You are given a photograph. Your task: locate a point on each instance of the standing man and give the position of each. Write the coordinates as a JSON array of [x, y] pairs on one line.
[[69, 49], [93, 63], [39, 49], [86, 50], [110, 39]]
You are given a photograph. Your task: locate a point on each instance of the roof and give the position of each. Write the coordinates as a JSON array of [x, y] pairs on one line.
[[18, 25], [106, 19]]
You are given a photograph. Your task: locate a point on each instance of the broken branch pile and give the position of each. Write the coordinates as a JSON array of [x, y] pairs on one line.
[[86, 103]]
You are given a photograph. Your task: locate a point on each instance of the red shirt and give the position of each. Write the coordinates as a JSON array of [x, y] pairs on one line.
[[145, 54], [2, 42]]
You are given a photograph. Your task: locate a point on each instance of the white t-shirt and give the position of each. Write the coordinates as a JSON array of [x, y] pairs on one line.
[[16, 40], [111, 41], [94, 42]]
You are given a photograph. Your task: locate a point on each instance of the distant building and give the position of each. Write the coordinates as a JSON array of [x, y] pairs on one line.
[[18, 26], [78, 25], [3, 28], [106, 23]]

_EXERCISE DIRECTIONS_
The listing above must be transcribed exactly, line by line.

_RESPONSE TO THE TASK_
You are given a photograph. Your task: locate a point on each instance of the standing man and give the position of each. Write the coordinates as a JSON array of [x, y] pairs on one line.
[[69, 49], [93, 63], [39, 49], [86, 50], [110, 39]]
You are given a photograph. Your task: locate a point on each instance of the roof and give the position of each. Write the coordinates as a JSON array of [x, y] pairs on one line.
[[18, 25], [106, 19]]
You are given a photograph. Your task: locate a point on each instance of the broken branch pile and give the position of each. Write the coordinates as a JSON array of [x, y] pairs on one line.
[[86, 103]]
You are given a photograph. Your task: locate a point on each instance of the red shirt and give the position of each. Write the coordinates as a JSON array of [x, y] pairs on one line.
[[145, 54], [2, 42]]
You are given a photograph. Your task: locate a point on each instance of the white t-shirt and give the position of each. Write the coordinates as a JSON array of [x, y] pairs on one line.
[[16, 40], [111, 41], [94, 42]]
You are given a photograph. Your task: locate a point on each instance of the distant building and give the position of each. Write the coordinates as a JSON array of [x, y] pairs on one line.
[[18, 26], [78, 25], [3, 28], [106, 23]]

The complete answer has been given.